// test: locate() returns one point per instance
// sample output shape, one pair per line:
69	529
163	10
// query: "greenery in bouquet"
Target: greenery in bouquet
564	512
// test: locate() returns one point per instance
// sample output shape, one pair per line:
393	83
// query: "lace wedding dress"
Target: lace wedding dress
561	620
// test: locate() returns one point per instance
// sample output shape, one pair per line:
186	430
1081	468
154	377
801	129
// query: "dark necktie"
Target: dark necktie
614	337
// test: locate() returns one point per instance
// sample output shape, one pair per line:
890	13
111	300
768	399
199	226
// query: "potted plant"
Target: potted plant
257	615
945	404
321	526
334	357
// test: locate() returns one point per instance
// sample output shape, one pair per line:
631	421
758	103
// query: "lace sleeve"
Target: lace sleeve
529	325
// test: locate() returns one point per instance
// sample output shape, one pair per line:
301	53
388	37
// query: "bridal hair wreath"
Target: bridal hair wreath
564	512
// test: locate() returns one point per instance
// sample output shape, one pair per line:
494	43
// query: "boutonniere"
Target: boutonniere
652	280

+ + + + +

* [DO THIS] Write out the full listing, keeping every line exactly as it is.

* [TASK OUTPUT]
// test: locate() returns one point per instance
// sample output shape, one pair per line:
69	529
163	10
// query: "greenery in bouquet"
Target: greenery in bouquet
564	512
// test: locate() returns one point per instance
// sample output shape, one pair per line:
393	83
// query: "lace wedding dress"
Target: lace wedding dress
561	620
// test: locate() returns one point per instance
// sample output shape, one pair per line:
186	430
1081	468
154	377
801	129
// query: "dark necktie"
Target: dark necktie
614	337
// test: locate() returns one point per instance
// sample output shape, one pair per line:
890	13
111	300
768	399
199	226
// query: "potted plant"
Target: potted plant
257	615
945	404
321	526
334	357
// test: locate() returns one point per instance
// sample output shape, one pair per line:
631	421
758	103
// query: "lace sleeve"
Target: lace sleeve
529	325
// test: locate() returns one point per instance
// sample output shape, one pair per line:
301	53
388	37
// query: "bridal hair wreath"
Target: bridal hair wreath
564	512
// test: locate() returns one point per instance
// sample output shape, one pair per line:
494	43
// query: "boutonniere"
Target: boutonniere
652	280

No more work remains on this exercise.